Page extract >>

Light to Live By

"The unfolding of your words gives light ..." (Psalm 119:130a)

Category: Forgiveness (page 1 of 2)

Plucked from the Fire


On August 31, 1894 a firestorm swept across the woodlands of northeast Minnesota, swallowing the thriving town of Hinckley and several other smaller burgs as it cut a swath thirty miles wide as it plunged northeastward. As the inferno hit Hinckley temperatures soared to as high as 1,600 degrees Fahrenheit and the wall of flame soared up to one hundred fifty feet high. The heat vortex may have ascended as much as 30,000 feet into the sky. Under the intense heat steel wheels on train cars and the tracks upon which they once ran melted and ran into pools like water seeking its lowest level. Hundreds of lives were consumed by the flames as people frantically tried to outpace the driving firestorm.

Daniel James Brown in his account of the tragedy in Under a Flaming Sky recounts the story of one particularly fortunate group of the endangered from the tiny village of Partridge.

Supplied records >>
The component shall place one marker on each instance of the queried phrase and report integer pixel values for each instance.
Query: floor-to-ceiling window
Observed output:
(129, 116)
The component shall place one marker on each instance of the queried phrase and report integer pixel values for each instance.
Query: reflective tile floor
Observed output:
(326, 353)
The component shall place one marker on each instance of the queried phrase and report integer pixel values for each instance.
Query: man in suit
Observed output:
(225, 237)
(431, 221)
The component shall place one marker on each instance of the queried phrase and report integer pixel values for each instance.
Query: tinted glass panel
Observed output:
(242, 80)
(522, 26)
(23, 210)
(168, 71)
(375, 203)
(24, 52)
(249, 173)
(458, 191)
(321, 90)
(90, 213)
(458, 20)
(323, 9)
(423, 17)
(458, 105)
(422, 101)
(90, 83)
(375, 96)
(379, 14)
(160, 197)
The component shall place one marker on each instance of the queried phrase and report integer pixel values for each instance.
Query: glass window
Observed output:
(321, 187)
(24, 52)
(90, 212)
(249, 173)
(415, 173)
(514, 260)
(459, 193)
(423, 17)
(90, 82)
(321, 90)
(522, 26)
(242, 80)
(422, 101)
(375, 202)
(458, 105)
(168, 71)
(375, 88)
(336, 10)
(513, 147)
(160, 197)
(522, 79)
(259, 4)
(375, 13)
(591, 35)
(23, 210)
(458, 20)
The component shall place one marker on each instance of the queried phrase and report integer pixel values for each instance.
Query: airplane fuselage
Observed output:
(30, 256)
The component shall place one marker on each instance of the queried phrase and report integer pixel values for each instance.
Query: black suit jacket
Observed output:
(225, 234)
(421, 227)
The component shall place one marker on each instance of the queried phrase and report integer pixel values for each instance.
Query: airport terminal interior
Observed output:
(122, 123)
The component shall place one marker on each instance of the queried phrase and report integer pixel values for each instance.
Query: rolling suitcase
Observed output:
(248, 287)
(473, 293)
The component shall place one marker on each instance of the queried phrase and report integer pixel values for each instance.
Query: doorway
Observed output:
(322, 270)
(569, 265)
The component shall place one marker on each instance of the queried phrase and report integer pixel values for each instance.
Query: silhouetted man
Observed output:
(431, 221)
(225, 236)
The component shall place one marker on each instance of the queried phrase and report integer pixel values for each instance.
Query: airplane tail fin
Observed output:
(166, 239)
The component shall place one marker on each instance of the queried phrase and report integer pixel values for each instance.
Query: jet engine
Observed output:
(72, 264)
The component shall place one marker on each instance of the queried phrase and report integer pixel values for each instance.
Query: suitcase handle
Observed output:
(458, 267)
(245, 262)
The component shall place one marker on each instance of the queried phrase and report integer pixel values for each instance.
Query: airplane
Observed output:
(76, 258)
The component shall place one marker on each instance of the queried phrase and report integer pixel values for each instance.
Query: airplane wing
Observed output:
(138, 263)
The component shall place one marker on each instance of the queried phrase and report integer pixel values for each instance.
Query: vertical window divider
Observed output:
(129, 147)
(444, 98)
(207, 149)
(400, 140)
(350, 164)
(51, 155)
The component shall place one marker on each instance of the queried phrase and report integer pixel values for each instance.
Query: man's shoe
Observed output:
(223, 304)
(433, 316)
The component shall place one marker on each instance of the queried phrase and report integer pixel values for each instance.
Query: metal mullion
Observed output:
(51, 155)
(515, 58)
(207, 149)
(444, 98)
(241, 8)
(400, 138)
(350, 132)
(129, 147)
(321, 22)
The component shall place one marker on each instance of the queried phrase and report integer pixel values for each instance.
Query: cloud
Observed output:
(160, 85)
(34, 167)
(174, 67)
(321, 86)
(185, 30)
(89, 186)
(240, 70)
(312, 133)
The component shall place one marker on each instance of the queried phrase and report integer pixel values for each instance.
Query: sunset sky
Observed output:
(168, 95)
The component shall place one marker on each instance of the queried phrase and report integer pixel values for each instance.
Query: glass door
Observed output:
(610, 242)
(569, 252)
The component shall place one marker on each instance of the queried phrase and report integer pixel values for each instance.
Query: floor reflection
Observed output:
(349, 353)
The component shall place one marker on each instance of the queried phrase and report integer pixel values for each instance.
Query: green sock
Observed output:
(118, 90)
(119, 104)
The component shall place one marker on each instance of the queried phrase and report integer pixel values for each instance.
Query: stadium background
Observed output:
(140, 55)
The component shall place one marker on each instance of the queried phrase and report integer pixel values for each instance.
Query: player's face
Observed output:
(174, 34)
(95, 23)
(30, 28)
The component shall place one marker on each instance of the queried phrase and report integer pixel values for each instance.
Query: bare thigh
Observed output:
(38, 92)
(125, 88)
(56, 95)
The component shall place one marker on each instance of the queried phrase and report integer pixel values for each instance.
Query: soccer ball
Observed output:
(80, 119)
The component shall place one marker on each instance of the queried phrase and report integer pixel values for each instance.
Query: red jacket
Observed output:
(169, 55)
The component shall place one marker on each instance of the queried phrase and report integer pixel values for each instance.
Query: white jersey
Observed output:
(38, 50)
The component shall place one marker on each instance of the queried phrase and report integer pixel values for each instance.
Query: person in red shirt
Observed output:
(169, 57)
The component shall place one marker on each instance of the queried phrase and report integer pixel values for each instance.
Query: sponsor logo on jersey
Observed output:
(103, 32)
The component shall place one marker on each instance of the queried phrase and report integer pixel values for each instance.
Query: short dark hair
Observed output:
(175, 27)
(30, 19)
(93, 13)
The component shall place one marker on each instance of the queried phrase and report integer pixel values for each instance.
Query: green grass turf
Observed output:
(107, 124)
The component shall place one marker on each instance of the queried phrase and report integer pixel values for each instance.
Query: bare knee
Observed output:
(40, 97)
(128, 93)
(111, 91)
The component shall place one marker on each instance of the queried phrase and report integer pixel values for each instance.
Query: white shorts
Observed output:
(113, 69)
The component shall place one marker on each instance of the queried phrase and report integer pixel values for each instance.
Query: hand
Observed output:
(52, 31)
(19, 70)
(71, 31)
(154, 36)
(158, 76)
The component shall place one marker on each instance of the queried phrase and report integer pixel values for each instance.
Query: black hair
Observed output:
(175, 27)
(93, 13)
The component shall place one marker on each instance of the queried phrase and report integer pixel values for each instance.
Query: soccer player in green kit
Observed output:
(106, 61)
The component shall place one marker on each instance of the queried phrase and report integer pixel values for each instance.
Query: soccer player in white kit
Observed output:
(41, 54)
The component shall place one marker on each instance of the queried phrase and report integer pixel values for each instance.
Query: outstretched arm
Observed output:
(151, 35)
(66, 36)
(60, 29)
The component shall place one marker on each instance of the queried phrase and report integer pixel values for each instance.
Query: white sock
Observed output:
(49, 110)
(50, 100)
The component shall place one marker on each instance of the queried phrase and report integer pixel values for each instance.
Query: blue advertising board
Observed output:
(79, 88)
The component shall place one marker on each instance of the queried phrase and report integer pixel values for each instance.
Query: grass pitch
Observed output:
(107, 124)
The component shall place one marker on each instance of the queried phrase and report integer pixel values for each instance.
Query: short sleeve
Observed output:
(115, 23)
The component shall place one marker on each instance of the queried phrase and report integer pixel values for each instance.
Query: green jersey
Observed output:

Challenges >>
- A) From the Hinckley fire passage, list every measurement it gives for the fire's size, height, or temperature.
- B) List every line of the records that contains the string "window". Case counts.

Expected answers >>
- A)
- thirty miles wide (the swath the fire cut)
- 1,600 degrees Fahrenheit (the temperature in Hinckley)
- one hundred fifty feet high (the wall of flame)
- 30,000 feet (how far the heat vortex may have risen)

- B)
Query: floor-to-ceiling window
Query: glass window
Query: vertical window divider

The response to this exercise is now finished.